● **EXCERPT PROVIDED**
* start *

Digital marketing for industrial companies: current situation and best practices
We would like to thank the following people for their participation and contributions to the preparation of this article (in order of appearance):
GENERAL MANAGER AT WEROI
URKO DE LA TORRE
OPERATIONS MANAGER AT WEROI
DIRECTOR OF MARKETING AND COMMUNICATIONS,
JOSÉ LUIS GIL
DIRECTOR OF THE CORPORATE SERVICES AREA
AT THE BILBAO CHAMBER OF COMMERCE
JAVIER GONZÁLEZ BARAJAS
GENERAL MANAGER AT ONA
GENERAL MANAGER AT SAFETECH
LEIRE DE OLABARRIA
SALES MANAGER AT INGETEAM
CARLOS MUNILLA DE MIGUEL
HUBSPOT CHANNEL CONSULTANT
VICE DEAN OF PROFESSIONAL INSERTION
Though many industrial and B2B companies already carry out specific online marketing actions (website, social networks, advertising, etc.), few have defined a proper digital strategy, and even fewer have integrated this strategy into their traditional sales processes, which is key to achieving new business opportunities.
The firm WEROI, which works for companies in the Velatia, Ingeteam and Mondragon groups, considers that ‘there is still a lot of mindset shifting work to be done’. ‘We are talking about implementing a new sales channel, a digital one’.
Important players in the Basque industrial environment that are applying this new digital philosophy to their organisations explain the ‘great’ possibilities it offers to swiftly reach a relevant number of potential clients, through controlled investment.
In Spain there are 204,377 industrial companies
According to the latest e-Pyme report, which tracks the evolution of the main indicators of the digital transformation impact on the different sectors of the economy.

* end *

● **LISTED ENTRIES**
* start *

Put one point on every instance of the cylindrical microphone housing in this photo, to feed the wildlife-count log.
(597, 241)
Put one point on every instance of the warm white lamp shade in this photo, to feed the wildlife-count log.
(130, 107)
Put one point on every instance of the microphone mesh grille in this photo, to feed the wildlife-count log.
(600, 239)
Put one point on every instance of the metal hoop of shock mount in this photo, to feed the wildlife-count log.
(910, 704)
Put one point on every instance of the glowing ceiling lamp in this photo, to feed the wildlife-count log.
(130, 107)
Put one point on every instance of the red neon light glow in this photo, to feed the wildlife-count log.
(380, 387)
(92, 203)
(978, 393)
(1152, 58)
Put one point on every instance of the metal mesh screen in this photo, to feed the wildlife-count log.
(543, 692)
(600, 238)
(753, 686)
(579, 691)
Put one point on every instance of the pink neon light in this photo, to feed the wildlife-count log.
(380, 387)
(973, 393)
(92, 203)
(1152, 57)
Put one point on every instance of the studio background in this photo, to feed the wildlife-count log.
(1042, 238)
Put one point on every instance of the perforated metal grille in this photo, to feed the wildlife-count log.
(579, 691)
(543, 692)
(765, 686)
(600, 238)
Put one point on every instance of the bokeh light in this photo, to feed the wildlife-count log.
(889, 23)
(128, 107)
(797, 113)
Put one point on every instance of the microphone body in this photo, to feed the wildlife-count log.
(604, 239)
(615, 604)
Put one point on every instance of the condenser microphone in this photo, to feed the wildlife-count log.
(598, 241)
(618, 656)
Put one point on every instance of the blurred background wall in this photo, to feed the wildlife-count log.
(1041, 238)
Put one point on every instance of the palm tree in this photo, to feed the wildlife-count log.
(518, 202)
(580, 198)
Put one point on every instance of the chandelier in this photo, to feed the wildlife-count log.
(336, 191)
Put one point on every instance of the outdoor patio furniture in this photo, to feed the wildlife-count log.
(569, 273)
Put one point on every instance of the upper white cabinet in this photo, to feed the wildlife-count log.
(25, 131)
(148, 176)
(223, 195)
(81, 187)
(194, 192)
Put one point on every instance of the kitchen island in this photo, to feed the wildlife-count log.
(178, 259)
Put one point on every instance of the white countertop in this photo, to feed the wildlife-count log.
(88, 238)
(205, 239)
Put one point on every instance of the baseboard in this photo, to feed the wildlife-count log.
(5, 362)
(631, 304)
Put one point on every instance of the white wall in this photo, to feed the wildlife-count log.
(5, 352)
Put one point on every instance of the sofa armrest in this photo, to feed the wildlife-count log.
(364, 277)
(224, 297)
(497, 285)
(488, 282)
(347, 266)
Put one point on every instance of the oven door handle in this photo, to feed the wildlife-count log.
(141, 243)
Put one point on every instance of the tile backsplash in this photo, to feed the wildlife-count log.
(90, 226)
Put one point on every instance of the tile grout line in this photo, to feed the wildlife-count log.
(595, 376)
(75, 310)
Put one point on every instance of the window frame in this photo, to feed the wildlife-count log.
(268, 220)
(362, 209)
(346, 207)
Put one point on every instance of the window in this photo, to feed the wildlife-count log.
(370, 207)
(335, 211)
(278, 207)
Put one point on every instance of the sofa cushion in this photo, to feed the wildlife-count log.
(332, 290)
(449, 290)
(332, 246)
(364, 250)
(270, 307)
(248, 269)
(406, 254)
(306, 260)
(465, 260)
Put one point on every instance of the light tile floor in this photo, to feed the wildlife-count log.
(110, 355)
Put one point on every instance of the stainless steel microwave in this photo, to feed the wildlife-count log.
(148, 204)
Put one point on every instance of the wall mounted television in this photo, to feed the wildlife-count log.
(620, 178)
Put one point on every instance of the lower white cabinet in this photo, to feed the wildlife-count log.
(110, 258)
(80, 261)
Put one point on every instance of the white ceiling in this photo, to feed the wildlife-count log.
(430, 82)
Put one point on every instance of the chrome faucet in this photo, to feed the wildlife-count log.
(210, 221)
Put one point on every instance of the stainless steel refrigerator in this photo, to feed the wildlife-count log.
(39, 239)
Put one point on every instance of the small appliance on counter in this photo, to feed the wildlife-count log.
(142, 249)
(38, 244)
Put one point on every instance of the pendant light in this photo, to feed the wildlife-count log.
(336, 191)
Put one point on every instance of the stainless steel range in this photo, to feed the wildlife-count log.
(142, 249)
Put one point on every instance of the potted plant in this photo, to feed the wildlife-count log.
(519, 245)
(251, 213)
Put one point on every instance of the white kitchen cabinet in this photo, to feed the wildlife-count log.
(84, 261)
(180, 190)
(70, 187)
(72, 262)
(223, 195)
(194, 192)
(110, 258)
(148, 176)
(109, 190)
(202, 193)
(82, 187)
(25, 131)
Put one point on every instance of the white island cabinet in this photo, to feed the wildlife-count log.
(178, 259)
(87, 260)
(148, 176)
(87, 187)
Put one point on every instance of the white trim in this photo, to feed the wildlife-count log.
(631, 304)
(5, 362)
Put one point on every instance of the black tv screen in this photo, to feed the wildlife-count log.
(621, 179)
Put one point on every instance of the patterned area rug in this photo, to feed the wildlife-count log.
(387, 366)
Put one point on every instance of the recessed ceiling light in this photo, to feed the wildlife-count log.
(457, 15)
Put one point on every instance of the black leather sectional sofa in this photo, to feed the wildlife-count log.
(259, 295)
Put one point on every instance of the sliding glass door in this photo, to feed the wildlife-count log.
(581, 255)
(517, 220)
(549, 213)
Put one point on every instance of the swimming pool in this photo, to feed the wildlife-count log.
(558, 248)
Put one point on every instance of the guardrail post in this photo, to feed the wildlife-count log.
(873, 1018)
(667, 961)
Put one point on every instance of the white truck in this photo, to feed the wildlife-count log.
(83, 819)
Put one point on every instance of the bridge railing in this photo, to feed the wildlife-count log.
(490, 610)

* end *

● **WORK TO COMPLETE**
a - Reproduce the records word for word, starting at the line that contains "Put one point on every instance of the recessed" and running through the final line of the records, with both ends included.
b - Pick up the article on digital marketing for industrial companies where it stops, and write the next part.

● **PER-TASK OUTPUTS**
a -
Put one point on every instance of the recessed ceiling light in this photo, to feed the wildlife-count log.
(457, 15)
Put one point on every instance of the black leather sectional sofa in this photo, to feed the wildlife-count log.
(259, 295)
Put one point on every instance of the sliding glass door in this photo, to feed the wildlife-count log.
(581, 255)
(517, 220)
(549, 213)
Put one point on every instance of the swimming pool in this photo, to feed the wildlife-count log.
(558, 248)
Put one point on every instance of the guardrail post in this photo, to feed the wildlife-count log.
(873, 1018)
(667, 961)
Put one point on every instance of the white truck in this photo, to feed the wildlife-count log.
(83, 819)
Put one point on every instance of the bridge railing in this photo, to feed the wildlife-count log.
(490, 610)

b -
Most of these industrial companies, many of which are B2B (which sell exclusively to other companies), are micro- enterprises, with between 0 and 9 employees (84.6%). Next in number are small businesses, 10 to 49 employees (12.5%); medium-sized businesses, 50 to 199 employees (2.2%); and finally large businesses of 200 or more employees (1%).
As e-Pyme reveals, most of these industrial firms have access to the Internet, a corporate website and use some kind of social network. However, apart from this type of specific digital marketing actions, are these companies making a real effort to define digital strategies? And then, are they integrating those strategies into their traditional sales processes, to capture new business opportunities that will enable them to increase turnover and, in addition, improve their competitiveness?
Or to put it another way: have they set off along the road of commercial-digital transformation , which, according to the experts, is so crucial when it comes to adapting to the new times and avoid jeopardising their survival?
WEROI argues that ‘we are moving forward’, though there still is ‘a lot of mindset shifting work to be done’. The Basque company, which specialises in industrial digital marketing, knows the drill: over the last 10 years it has worked for over 50 industrial and B2B companies, from both Spain and abroad, which it has helped to focus their digital investments on generating new business opportunities.
MAITANE HERNÁNDEZ, GENERAL MANAGER AT WEROI, and URKO DE LA TORRE, HEAD OF OPERATIONS, both graduates of the EMBA (Executive Master in Business Administration) at ESIC, highlight that good industrial digital marketing requires ‘very clear procedures and well-defined responsibilities within the companies’. ‘Only in this way can they achieve the objectives previously set’, DE LA TORRE points out. ‘It is much more than having a website or being on a social network and doing a little advertising. We are talking about implementing a new sales channel, the digital channel, which leads to new approaches. This is done by promoting close collaboration between the digital provider and the different leadership positions in the company, which are usually Management, Marketing and Sales’, HERNÁNDEZ adds.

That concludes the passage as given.